What is being asked:
How many lines in the records below contain the word "pillow"? Reply with the number alone.

Data provided:
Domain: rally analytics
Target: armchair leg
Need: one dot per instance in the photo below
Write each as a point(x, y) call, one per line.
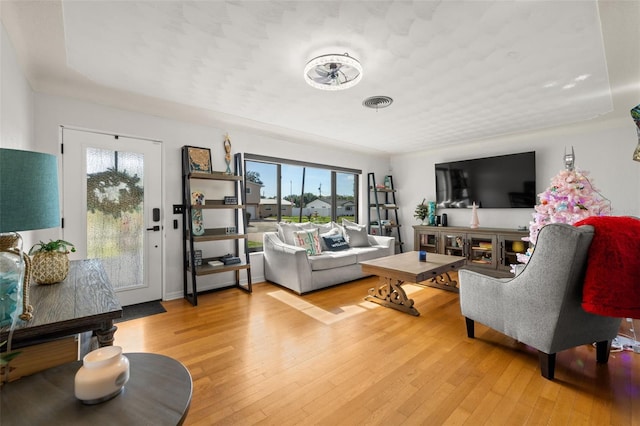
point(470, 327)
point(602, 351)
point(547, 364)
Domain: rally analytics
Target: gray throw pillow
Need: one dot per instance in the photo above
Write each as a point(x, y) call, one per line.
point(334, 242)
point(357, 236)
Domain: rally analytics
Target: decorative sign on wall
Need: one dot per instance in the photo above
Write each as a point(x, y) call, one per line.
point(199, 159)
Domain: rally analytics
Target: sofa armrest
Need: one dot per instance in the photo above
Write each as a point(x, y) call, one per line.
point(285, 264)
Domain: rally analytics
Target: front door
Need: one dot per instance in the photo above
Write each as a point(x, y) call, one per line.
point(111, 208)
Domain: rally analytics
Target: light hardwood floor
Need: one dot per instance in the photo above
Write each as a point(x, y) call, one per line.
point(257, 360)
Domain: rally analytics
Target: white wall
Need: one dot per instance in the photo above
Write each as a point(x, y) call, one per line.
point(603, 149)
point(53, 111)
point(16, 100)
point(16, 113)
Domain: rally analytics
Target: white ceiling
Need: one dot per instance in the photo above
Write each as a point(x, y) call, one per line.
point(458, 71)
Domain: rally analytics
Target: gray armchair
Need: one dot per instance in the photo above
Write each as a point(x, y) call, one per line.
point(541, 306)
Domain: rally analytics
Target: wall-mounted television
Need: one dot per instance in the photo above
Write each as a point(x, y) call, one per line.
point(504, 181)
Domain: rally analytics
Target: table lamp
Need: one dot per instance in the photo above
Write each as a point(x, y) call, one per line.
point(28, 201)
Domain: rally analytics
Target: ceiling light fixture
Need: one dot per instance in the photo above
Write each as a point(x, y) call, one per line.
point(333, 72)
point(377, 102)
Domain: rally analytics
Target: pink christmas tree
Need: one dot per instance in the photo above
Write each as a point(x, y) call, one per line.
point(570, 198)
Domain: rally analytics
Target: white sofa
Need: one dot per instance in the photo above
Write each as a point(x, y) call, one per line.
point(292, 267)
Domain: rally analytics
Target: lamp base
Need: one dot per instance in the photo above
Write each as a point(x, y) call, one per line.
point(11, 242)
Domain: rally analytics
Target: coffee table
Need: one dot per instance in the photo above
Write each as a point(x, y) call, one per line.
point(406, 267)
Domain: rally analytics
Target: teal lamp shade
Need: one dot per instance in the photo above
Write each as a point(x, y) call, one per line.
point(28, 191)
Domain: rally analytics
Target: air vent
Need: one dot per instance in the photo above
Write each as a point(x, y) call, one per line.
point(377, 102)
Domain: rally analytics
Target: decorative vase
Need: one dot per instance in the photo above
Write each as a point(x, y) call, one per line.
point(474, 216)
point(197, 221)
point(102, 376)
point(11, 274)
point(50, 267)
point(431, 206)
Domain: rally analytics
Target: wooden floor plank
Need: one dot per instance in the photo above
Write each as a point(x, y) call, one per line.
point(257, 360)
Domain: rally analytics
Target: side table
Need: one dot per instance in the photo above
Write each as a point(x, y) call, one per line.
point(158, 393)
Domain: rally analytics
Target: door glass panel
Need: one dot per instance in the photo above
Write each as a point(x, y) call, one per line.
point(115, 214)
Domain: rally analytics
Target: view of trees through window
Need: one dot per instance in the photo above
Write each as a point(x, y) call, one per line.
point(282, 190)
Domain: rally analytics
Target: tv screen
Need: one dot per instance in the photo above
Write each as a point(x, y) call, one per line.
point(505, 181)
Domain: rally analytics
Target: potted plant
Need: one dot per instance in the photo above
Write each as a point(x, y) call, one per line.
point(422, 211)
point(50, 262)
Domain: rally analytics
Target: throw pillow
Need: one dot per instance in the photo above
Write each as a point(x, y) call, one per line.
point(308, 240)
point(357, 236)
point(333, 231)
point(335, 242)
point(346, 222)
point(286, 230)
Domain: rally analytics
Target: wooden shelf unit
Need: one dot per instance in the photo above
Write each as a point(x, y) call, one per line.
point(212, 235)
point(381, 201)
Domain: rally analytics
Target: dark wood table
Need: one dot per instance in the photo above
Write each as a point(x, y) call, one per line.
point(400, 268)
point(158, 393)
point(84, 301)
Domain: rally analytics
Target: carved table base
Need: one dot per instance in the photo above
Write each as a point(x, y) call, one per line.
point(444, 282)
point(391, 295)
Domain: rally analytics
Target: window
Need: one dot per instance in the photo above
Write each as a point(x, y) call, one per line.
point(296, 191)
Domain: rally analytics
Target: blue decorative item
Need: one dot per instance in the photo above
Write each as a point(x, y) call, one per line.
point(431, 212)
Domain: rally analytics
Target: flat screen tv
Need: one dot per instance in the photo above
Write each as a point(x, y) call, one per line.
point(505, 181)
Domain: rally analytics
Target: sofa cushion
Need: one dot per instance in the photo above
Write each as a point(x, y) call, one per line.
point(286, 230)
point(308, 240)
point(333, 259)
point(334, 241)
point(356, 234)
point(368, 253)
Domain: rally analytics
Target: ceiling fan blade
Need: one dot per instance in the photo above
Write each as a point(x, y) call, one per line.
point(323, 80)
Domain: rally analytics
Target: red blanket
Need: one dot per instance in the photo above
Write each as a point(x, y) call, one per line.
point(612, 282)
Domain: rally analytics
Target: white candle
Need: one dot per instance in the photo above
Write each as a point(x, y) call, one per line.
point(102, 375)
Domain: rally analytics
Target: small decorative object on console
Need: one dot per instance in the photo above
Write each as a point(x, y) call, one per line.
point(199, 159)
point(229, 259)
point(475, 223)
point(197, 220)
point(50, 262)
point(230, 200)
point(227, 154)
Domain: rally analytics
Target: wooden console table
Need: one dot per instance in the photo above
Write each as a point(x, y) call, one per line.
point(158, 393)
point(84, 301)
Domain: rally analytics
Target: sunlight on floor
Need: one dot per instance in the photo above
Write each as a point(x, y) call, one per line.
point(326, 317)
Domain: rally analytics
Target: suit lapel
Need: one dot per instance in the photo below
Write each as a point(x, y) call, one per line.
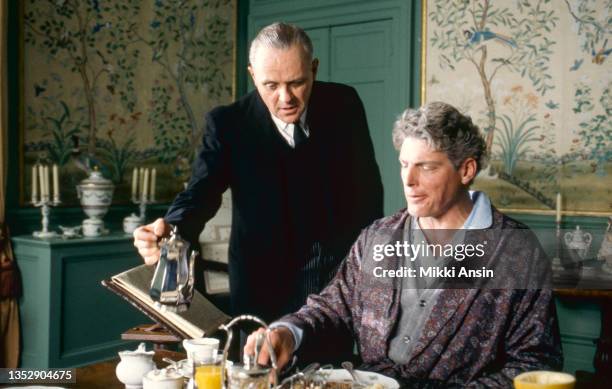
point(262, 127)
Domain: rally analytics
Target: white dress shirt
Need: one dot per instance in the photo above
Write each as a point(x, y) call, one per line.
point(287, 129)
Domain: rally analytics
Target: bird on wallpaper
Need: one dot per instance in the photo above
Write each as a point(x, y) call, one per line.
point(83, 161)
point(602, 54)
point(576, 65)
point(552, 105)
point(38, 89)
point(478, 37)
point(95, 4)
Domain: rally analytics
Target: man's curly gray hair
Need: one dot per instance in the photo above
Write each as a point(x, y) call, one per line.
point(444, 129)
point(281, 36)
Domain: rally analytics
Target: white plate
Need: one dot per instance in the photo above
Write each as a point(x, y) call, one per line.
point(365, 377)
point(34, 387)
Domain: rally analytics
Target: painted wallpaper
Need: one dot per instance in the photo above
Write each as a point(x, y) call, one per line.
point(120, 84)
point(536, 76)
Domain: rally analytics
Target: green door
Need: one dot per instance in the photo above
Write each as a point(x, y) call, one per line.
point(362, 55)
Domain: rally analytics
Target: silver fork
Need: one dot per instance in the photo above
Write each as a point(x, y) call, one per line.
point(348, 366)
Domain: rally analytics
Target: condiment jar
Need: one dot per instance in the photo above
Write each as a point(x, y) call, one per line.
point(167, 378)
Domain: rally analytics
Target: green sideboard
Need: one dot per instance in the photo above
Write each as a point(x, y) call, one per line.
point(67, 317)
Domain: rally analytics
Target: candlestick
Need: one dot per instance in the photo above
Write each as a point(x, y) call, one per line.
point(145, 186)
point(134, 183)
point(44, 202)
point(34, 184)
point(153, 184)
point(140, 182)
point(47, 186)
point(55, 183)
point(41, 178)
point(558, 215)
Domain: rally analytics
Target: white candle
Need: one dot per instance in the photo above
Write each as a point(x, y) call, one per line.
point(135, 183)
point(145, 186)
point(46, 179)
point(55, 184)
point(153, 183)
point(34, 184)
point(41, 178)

Reply:
2